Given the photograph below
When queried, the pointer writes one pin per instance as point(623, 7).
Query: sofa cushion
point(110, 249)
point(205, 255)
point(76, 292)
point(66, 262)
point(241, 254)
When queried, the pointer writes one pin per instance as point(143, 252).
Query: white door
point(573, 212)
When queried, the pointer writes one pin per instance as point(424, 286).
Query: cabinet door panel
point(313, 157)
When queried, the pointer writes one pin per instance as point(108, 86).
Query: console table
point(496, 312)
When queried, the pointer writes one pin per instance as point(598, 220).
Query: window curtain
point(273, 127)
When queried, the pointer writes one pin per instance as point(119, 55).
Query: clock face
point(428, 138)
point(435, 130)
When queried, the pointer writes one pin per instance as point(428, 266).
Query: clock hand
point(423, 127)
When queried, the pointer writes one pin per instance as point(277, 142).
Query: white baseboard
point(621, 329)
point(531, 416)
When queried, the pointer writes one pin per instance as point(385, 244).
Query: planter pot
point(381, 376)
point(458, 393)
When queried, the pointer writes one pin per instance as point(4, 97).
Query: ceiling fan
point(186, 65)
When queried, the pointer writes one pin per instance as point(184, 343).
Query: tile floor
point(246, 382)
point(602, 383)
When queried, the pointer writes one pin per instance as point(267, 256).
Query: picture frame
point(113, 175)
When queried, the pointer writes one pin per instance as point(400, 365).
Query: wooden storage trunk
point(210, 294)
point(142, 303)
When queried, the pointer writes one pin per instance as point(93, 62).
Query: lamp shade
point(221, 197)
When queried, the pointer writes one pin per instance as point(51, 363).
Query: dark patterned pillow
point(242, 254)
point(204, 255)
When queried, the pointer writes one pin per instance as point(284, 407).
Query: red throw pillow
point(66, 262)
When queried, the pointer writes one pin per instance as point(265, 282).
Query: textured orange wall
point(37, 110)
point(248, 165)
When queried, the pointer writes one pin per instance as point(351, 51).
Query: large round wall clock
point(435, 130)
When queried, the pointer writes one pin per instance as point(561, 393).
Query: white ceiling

What you have to do: Give back exactly the lines of the listing above that run from the line with "Query: picture frame" to the line with "as point(284, 407).", inclusive.

Solution below:
Query: picture frame
point(113, 175)
When queried, the pointer writes one pin per instance as point(400, 365).
Query: wooden storage trunk
point(210, 294)
point(142, 303)
When queried, the pointer writes one pin per instance as point(93, 62).
Query: lamp shade
point(221, 197)
When queried, the pointer writes one pin per instance as point(51, 363).
Query: dark patterned pillow
point(242, 254)
point(204, 255)
When queried, the pointer writes one pin per instance as point(284, 407).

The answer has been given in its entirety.